> Description of the task: Return all of the lines below exactly as they are.

> Extracted information:

****************

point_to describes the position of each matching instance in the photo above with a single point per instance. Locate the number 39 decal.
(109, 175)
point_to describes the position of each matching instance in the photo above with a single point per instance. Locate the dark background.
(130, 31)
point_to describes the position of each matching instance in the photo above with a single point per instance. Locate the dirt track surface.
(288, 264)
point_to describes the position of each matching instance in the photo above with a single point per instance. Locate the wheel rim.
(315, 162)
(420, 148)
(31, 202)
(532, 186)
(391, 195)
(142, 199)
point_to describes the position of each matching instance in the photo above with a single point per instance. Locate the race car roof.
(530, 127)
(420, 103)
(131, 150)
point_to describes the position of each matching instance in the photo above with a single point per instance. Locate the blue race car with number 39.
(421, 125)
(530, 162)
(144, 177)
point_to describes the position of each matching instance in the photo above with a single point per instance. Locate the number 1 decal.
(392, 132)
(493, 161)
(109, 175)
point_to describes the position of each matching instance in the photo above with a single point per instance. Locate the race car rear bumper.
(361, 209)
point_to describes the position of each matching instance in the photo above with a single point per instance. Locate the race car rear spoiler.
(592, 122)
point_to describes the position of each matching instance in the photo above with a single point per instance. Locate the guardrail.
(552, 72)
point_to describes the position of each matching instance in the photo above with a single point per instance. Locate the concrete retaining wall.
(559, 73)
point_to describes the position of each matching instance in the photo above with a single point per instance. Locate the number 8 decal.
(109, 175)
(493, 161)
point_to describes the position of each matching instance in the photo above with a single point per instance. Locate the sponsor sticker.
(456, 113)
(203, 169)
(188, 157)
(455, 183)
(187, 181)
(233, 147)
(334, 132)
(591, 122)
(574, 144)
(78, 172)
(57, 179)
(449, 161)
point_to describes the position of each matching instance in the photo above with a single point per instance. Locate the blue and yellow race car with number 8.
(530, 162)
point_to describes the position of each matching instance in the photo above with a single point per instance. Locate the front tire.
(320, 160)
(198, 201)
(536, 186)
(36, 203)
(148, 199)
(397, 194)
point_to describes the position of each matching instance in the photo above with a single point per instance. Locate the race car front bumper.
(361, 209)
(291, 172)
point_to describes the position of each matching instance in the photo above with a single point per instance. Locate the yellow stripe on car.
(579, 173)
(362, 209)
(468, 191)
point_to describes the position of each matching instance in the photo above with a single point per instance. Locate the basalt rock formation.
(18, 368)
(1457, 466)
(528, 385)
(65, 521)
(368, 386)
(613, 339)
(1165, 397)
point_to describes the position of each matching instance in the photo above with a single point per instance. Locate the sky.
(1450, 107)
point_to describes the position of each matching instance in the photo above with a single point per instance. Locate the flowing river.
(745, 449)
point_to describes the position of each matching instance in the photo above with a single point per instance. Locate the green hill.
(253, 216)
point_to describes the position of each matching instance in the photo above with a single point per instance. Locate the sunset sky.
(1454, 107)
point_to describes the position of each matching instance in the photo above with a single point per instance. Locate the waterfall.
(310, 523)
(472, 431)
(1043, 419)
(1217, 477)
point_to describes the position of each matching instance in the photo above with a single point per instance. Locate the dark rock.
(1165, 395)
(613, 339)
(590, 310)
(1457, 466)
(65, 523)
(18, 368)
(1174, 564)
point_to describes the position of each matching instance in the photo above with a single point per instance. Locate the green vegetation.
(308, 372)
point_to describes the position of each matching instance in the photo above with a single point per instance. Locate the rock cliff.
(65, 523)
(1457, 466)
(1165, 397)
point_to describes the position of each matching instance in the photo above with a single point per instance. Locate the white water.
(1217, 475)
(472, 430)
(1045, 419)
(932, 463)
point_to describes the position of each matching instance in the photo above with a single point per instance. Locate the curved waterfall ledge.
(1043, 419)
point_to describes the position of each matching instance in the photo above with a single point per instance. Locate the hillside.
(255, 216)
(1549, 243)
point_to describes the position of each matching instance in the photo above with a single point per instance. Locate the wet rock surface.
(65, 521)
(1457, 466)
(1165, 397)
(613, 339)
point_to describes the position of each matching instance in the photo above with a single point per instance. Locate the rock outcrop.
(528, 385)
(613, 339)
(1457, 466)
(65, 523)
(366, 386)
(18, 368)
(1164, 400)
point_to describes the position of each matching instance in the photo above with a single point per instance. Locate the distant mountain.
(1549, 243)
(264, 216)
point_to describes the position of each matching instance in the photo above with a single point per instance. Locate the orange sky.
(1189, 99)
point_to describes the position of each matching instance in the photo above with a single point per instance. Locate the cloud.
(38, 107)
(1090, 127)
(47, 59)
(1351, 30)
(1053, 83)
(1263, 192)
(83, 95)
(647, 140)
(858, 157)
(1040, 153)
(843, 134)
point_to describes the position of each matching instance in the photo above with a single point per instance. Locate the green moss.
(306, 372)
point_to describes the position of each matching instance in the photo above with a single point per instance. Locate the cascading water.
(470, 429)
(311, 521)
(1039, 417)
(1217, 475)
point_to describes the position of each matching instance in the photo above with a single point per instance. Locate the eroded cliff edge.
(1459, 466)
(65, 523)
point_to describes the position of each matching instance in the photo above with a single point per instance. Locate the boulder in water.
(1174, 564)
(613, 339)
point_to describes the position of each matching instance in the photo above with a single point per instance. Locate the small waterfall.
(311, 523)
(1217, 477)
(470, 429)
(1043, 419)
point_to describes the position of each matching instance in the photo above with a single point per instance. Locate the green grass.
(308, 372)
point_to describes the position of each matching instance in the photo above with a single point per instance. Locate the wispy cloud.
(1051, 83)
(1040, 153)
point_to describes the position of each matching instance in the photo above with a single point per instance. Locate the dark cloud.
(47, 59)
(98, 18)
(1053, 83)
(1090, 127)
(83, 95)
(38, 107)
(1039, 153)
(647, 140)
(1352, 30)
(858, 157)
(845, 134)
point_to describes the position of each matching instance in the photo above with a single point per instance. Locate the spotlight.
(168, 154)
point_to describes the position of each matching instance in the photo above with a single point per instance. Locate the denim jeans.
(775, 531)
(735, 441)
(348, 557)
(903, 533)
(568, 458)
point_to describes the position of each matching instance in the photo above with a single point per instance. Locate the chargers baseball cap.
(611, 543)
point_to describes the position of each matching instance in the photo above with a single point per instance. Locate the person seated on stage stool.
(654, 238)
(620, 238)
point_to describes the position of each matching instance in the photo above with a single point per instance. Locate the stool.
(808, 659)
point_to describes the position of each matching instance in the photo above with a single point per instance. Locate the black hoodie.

****************

> Result:
point_to describes the position of each matching instance in the photo above with a single point per instance. Locate the number 39 decal.
(109, 175)
point_to describes the position of each matching instance in the photo above with a single point per instance. Locate the dark background.
(130, 31)
point_to describes the position of each matching instance in the photo above with a single point per instance. Locate the dirt track surface.
(288, 264)
point_to describes the position of each matching instance in the photo above with a single point per instance. Locate the wheel rim.
(315, 162)
(420, 148)
(31, 202)
(532, 186)
(391, 195)
(142, 199)
point_to describes the position of each matching instance in the photo above with a single point per instance. Locate the race car roof.
(530, 127)
(420, 103)
(131, 150)
point_to describes the position of each matching instance in the photo above with a single point per instance. Locate the blue race car with number 39.
(421, 125)
(530, 162)
(144, 177)
point_to describes the position of each matching instance in the photo above with a single point per instance. Locate the number 1 decal.
(392, 132)
(493, 161)
(109, 175)
point_to describes the position of each matching instance in the photo above with a single point per instance. Locate the race car rear bumper.
(361, 209)
point_to describes the position of each matching instance in the photo above with a single point per instance. Locate the race car rear spoiler.
(592, 122)
point_to describes the position of each matching instance in the photo above with a single point per instance. Locate the guardrail.
(552, 72)
point_to describes the position of each matching instance in the photo above with a single point per instance. Locate the concrete retaining wall.
(559, 73)
point_to describes the position of each matching instance in the photo above with a single point per instance. Locate the number 8 decal.
(109, 175)
(493, 161)
point_to describes the position of each matching instance in the photo above with a single point per instance. Locate the sponsor sticker.
(456, 113)
(203, 169)
(188, 157)
(455, 183)
(187, 181)
(233, 147)
(334, 132)
(591, 122)
(574, 144)
(78, 172)
(57, 179)
(449, 161)
point_to describes the position of each matching instance in the photo above with a single point per instance. Locate the blue and yellow race car with number 8.
(530, 162)
point_to describes the position of each matching instance in the photo above with a single point per instance. Locate the front tire.
(320, 160)
(198, 201)
(536, 186)
(36, 203)
(148, 199)
(397, 194)
point_to describes the position of each matching instance in the photo above with a single point per instance. Locate the race car front bumper.
(361, 209)
(291, 172)
point_to describes the position of each matching instance in the photo above with a single point per instance. Locate the yellow stripe on car.
(579, 173)
(362, 209)
(468, 191)
point_to describes the position of each matching instance in the photo above with a single point per instance. Locate the basalt rock formation.
(18, 368)
(1457, 466)
(528, 385)
(65, 521)
(368, 386)
(613, 339)
(1165, 397)
point_to describes the position of each matching instance in the photo above with a single point per instance. Locate the sky.
(1450, 107)
point_to describes the position of each matching instance in the photo above with a single point per instance. Locate the flowing river.
(745, 449)
point_to describes the position of each matching instance in the photo above with a single point per instance. Locate the green hill.
(253, 216)
point_to describes the position of each matching instance in the photo above with a single point per instance. Locate the sunset sky.
(1454, 107)
point_to describes the position of each matching instance in the photo above with a single point per instance. Locate the waterfall.
(310, 523)
(472, 431)
(1043, 419)
(1217, 477)
point_to describes the position of each matching instance in the photo above with a single point per instance. Locate the dark rock.
(1165, 395)
(613, 339)
(590, 310)
(1457, 466)
(65, 523)
(18, 368)
(1174, 564)
point_to describes the position of each matching instance in the photo above with a single point per instance. Locate the green vegetation.
(308, 372)
point_to describes the position of each matching instance in the photo above with a single point per instance. Locate the rock cliff.
(65, 523)
(1457, 466)
(1165, 397)
point_to describes the position of each matching instance in the photo above with a single point per instance. Locate the white water.
(1217, 475)
(472, 430)
(1045, 419)
(932, 463)
point_to describes the position of each matching instance in the photo above with a single point per instance. Locate the curved waterfall ledge.
(1043, 419)
point_to describes the position of each matching instance in the photo above with a single point per instance. Locate the hillside.
(255, 216)
(1549, 243)
point_to describes the position of each matching instance in the photo above with a single point per instance. Locate the wet rock surface.
(65, 521)
(1457, 466)
(1165, 397)
(613, 339)
point_to describes the position of each matching instance in the photo above with a single point per instance. Locate the rock outcrop.
(528, 385)
(613, 339)
(1457, 466)
(65, 523)
(366, 386)
(18, 368)
(1164, 400)
point_to describes the position of each matching instance in the photo above with a single point per instance. Locate the distant mountain.
(1549, 243)
(264, 216)
point_to describes the position of each matching instance in the photo above with a single point per instance. Locate the orange sky.
(1189, 99)
point_to describes the position of each matching instance in the photo above with a single point per instance. Locate the cloud.
(38, 107)
(1090, 127)
(47, 59)
(1351, 30)
(1053, 83)
(1263, 192)
(83, 95)
(647, 140)
(858, 157)
(1040, 153)
(843, 134)
point_to describes the position of each matching instance in the photo above with a single point per instance. Locate the green moss.
(306, 372)
point_to describes the position of each matching instance in the photo above with a single point per instance. Locate the cascading water.
(470, 429)
(311, 521)
(1039, 417)
(1217, 475)
point_to describes the position of each matching instance in the photo above with a single point per instance. Locate the eroded cliff edge.
(1459, 466)
(65, 523)
point_to describes the position of each matching instance in the photo above with a single point per instance. Locate the boulder in water.
(1174, 564)
(613, 339)
point_to describes the position of each matching instance in the photo above with a single point per instance. Locate the small waterfall.
(311, 523)
(1217, 477)
(470, 429)
(1043, 419)
point_to describes the position of each matching instance in the photo above with a single point per instance. Locate the green grass.
(308, 372)
point_to describes the position of each matching instance in the photo above with a single point per instance. Locate the wispy cloud.
(1051, 83)
(1040, 153)
point_to describes the position of each matching instance in the photo above with a single point per instance. Locate the dark cloud.
(47, 59)
(98, 18)
(1053, 83)
(1090, 127)
(83, 95)
(38, 107)
(1039, 153)
(647, 140)
(1352, 30)
(858, 157)
(845, 134)
point_to describes the position of each matching instance in the photo above with a single point per instance. Locate the spotlight.
(168, 154)
point_to describes the position of each matching instance in the photo above with a single point per instance. Locate the denim jeans.
(775, 531)
(735, 441)
(348, 557)
(903, 533)
(568, 458)
point_to describes the position of each matching instance in the photo above with a single point per instance. Locate the chargers baseball cap.
(611, 543)
point_to describes the position of each matching instance in the photo above with a single point per instance. Locate the person seated on stage stool.
(654, 238)
(620, 238)
point_to describes the position of each matching instance in the photo above with a single point per instance. Locate the stool.
(808, 659)
point_to describes the position of each matching instance in the photo above with a single point per instance. Locate the black hoodie.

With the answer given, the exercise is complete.